= Timeline of Gold Coast, Queensland =

The following is a timeline of history of the city of Gold Coast, Queensland, Australia.

==19th Century==
- Pre 1846
  - Yugambeh people inhabit the region now known as the Gold Coast.
- 1846
  - The schooner Coolangatta is wrecked on the coast close to the later town.
- 1865
  - The township of Nerang was surveyed by Martin Lavelle in June.
- 1874
  - The town of Southport is founded.
- 1875
  - Johan Meyer buys land near Nerang River and begins developing sugar and transportation.
- 1883
  - The town of Coolangatta is founded.
- 1889
  - The South Coast railway reaches Southport.
- 1892
  - Catholic parish of Southport established.

==20th Century==
- 1901
  - The Southport School established.
- 1902
  - Pacific Cable Station opened, connecting Australia to North America by telegraph.
- 1912
  - St Hilda's School established.
- 1914
  - Yatala Pie Shop opens.
- 1919
  - The 1918 flu pandemic closes the QLD-NSW border.
- 1922
  - Southport War Memorial built.
- 1925
  - Opening of the Jubilee Bridge, connecting Elston to Southport.
  - Jim Cavill opens Surfers Paradise Hotel.
- 1928
  - Jazzland Dance Hall opened at Coolangatta.
- 1933
  - The town of Elston is officially renamed Surfers Paradise.
- 1934
  - Broadbeach is surveyed.
- 1938
  - Hotel Cecil in Art Deco style opened at Southport.
- 1939
  - First passenger flights from Coolangatta Airport (later Gold Coast Airport).
- 1947
  - Currumbin Bird Sanctuary (later Currumbin Wildlife Sanctuary) opens.
- 1949
  - Town of South Coast created through the amalgamation of Coolangatta and Southport.
  - 10 March: 1949 Queensland Airlines Lockheed Lodestar crash in Bilinga.
- 1954
  - An unnamed cyclone hits, leading to at least 26 deaths and extensive flooding.
- 1956
  - Soviet defector Vladimir Petrov arrested in Surfers Paradise while drunk.
- 1958
  - Town of South Coast renamed to Town of Gold Coast.
- 1959
  - Town of Gold Coast renamed City of Gold Coast.
  - Isle of Capri canal development under way.

• _ACTIVITY LIST_
1. Answer these questions about the Gold Coast timeline:
(a) Who surveyed the township of Nerang in 1865?
(b) Which place did the Jubilee Bridge connect to Southport when it opened?
(c) What was the Town of South Coast renamed in 1958?
2. Print the part of the Gold Coast timeline starting at "- 10 March: 1949" and ending at "Town of Gold Coast.".
Answer from the text alone.

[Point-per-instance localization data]
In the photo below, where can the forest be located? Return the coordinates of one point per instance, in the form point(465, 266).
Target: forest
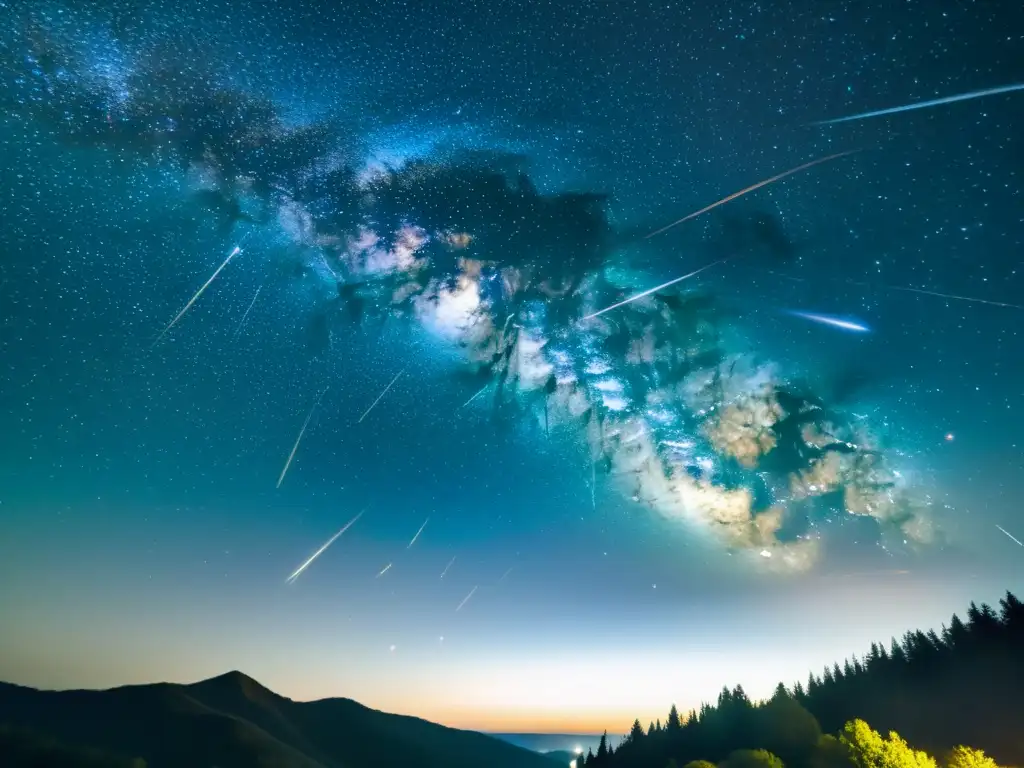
point(950, 697)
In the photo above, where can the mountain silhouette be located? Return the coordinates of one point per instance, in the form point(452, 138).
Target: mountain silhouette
point(231, 721)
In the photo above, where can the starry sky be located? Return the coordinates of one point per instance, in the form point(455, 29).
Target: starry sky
point(147, 523)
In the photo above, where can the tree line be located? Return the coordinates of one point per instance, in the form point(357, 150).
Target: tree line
point(941, 690)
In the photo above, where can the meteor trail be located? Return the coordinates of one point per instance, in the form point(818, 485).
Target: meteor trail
point(1010, 535)
point(749, 189)
point(374, 403)
point(835, 322)
point(886, 287)
point(925, 104)
point(320, 552)
point(299, 438)
point(235, 252)
point(649, 291)
point(245, 316)
point(466, 599)
point(451, 562)
point(482, 389)
point(418, 534)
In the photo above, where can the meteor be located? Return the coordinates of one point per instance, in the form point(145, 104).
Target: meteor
point(481, 391)
point(235, 252)
point(317, 553)
point(751, 188)
point(904, 289)
point(380, 396)
point(299, 438)
point(466, 599)
point(418, 534)
point(1010, 535)
point(925, 104)
point(245, 316)
point(649, 291)
point(834, 322)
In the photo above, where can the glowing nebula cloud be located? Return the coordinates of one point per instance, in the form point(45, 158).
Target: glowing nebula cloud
point(465, 248)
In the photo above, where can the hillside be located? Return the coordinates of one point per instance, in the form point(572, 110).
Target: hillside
point(960, 687)
point(233, 722)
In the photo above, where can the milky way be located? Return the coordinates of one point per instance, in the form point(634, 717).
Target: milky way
point(671, 410)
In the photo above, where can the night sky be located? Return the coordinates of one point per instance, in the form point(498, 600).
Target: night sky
point(631, 530)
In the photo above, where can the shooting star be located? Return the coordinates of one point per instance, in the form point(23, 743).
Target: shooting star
point(751, 188)
point(593, 483)
point(298, 439)
point(904, 289)
point(451, 562)
point(834, 322)
point(925, 104)
point(481, 391)
point(235, 252)
point(466, 599)
point(649, 291)
point(1018, 541)
point(374, 403)
point(317, 553)
point(418, 534)
point(245, 316)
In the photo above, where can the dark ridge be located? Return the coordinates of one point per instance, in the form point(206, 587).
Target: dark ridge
point(231, 721)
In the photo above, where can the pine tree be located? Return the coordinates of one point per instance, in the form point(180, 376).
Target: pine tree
point(636, 733)
point(673, 725)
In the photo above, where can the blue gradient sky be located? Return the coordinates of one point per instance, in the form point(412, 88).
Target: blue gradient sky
point(141, 537)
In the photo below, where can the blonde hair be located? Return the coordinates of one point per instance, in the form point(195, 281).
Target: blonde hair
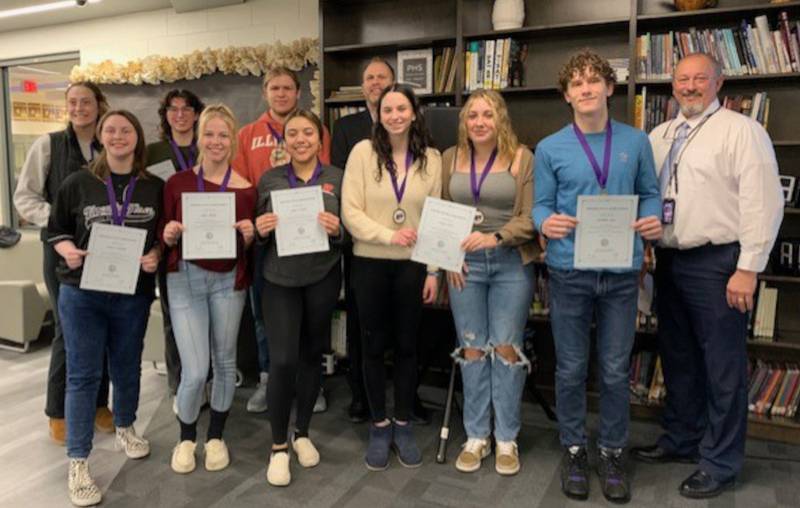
point(99, 166)
point(224, 113)
point(507, 141)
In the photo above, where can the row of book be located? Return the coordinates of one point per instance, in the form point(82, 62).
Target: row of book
point(774, 389)
point(763, 323)
point(742, 50)
point(494, 64)
point(444, 71)
point(335, 113)
point(652, 110)
point(646, 379)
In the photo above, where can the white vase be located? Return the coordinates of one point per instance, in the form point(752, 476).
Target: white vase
point(508, 14)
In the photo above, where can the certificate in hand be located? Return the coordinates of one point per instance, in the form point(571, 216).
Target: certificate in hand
point(442, 228)
point(604, 236)
point(298, 230)
point(208, 219)
point(112, 264)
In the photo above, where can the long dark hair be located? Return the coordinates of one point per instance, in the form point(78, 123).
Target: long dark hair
point(418, 137)
point(192, 100)
point(99, 166)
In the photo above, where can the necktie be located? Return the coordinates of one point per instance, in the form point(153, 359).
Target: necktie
point(680, 138)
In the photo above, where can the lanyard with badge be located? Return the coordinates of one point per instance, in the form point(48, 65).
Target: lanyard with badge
point(668, 204)
point(600, 173)
point(399, 215)
point(475, 184)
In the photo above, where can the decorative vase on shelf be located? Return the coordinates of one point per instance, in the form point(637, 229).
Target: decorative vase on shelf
point(508, 14)
point(693, 5)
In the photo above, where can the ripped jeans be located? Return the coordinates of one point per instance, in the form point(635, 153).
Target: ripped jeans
point(491, 310)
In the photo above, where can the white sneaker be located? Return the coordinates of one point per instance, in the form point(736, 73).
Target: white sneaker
point(472, 453)
point(257, 403)
point(321, 404)
point(183, 460)
point(135, 447)
point(307, 454)
point(278, 473)
point(82, 489)
point(506, 458)
point(217, 457)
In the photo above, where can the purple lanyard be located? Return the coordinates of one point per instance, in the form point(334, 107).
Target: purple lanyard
point(292, 176)
point(602, 175)
point(399, 191)
point(118, 215)
point(201, 184)
point(179, 155)
point(476, 185)
point(275, 134)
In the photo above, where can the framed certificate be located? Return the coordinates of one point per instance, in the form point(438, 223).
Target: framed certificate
point(298, 230)
point(442, 228)
point(112, 263)
point(208, 219)
point(415, 68)
point(604, 236)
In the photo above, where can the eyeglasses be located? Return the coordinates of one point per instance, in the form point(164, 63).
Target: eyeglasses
point(185, 110)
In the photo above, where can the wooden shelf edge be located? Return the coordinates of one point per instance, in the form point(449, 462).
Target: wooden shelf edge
point(556, 27)
point(398, 43)
point(750, 77)
point(702, 13)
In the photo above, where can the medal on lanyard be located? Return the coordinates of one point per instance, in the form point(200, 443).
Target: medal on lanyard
point(292, 176)
point(399, 215)
point(279, 150)
point(475, 184)
point(118, 215)
point(179, 155)
point(600, 173)
point(201, 184)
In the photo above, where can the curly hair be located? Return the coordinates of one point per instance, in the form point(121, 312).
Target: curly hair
point(418, 136)
point(192, 100)
point(99, 166)
point(225, 114)
point(507, 141)
point(582, 60)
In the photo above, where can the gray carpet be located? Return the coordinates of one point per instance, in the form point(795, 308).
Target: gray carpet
point(769, 477)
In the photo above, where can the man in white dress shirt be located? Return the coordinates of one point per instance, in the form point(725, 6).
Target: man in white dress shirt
point(723, 206)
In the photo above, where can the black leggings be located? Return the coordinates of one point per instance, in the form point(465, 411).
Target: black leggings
point(389, 297)
point(298, 325)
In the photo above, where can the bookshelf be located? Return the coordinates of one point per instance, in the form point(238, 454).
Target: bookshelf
point(353, 31)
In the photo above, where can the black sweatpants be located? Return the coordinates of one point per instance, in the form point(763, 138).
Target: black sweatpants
point(389, 297)
point(298, 326)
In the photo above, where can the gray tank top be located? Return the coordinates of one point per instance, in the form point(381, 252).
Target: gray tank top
point(497, 198)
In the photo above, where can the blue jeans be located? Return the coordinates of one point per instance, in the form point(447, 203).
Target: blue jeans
point(206, 312)
point(260, 330)
point(575, 296)
point(95, 323)
point(491, 310)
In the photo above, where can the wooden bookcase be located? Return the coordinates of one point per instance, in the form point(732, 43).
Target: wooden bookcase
point(353, 31)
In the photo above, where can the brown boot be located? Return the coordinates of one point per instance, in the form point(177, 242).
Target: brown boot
point(58, 431)
point(104, 420)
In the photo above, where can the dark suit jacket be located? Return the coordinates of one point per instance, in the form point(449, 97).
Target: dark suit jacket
point(348, 131)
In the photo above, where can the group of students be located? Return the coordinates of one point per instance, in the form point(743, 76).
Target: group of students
point(375, 201)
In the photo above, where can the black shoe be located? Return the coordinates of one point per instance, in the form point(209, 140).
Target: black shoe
point(420, 415)
point(575, 473)
point(701, 485)
point(357, 412)
point(654, 454)
point(613, 477)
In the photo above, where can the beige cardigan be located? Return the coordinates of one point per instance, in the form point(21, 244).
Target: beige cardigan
point(368, 204)
point(519, 231)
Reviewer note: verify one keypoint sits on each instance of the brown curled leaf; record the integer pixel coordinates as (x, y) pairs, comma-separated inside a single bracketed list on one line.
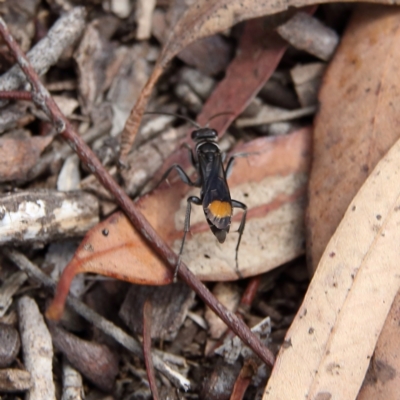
[(112, 248)]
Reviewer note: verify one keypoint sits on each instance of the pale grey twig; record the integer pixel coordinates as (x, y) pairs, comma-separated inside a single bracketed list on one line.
[(47, 51)]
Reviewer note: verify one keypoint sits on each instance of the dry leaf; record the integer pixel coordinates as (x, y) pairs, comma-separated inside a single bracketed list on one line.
[(260, 51), (19, 156), (382, 379), (358, 121), (329, 345), (203, 18), (271, 182), (112, 248)]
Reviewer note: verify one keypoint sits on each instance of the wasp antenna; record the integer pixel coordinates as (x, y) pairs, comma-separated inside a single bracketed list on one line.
[(194, 123), (218, 115)]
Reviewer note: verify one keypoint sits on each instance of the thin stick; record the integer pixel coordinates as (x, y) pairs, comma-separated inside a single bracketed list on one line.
[(15, 95), (147, 349), (97, 320), (43, 99)]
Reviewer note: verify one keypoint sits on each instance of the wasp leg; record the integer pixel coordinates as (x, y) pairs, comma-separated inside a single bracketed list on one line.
[(186, 229), (182, 174), (238, 204)]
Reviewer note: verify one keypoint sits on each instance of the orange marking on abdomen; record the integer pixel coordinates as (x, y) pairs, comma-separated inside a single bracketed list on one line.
[(220, 209)]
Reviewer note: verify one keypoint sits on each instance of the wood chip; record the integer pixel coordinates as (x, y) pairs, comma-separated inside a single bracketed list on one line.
[(9, 345), (144, 14), (15, 380), (40, 216), (37, 350)]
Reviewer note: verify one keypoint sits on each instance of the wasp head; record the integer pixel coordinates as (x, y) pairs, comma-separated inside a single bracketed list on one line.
[(204, 134)]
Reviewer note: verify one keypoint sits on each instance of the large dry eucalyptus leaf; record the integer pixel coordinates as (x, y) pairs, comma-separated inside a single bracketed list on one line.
[(359, 119), (328, 348)]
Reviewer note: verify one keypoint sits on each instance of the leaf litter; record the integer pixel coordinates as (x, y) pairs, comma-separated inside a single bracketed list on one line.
[(279, 164)]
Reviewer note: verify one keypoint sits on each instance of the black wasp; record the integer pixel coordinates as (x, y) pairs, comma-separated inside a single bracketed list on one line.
[(214, 197)]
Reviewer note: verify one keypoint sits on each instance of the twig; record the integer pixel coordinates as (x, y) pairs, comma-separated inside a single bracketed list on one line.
[(47, 52), (15, 95), (147, 349), (43, 99), (37, 349), (97, 320)]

• _TASK RESPONSES_
1.
(a) Martin Lavelle
(b) Elston
(c) Town of Gold Coast

2.
- 10 March: 1949 Queensland Airlines Lockheed Lodestar crash in Bilinga.
- 1954
  - An unnamed cyclone hits, leading to at least 26 deaths and extensive flooding.
- 1956
  - Soviet defector Vladimir Petrov arrested in Surfers Paradise while drunk.
- 1958
  - Town of South Coast renamed to Town of Gold Coast.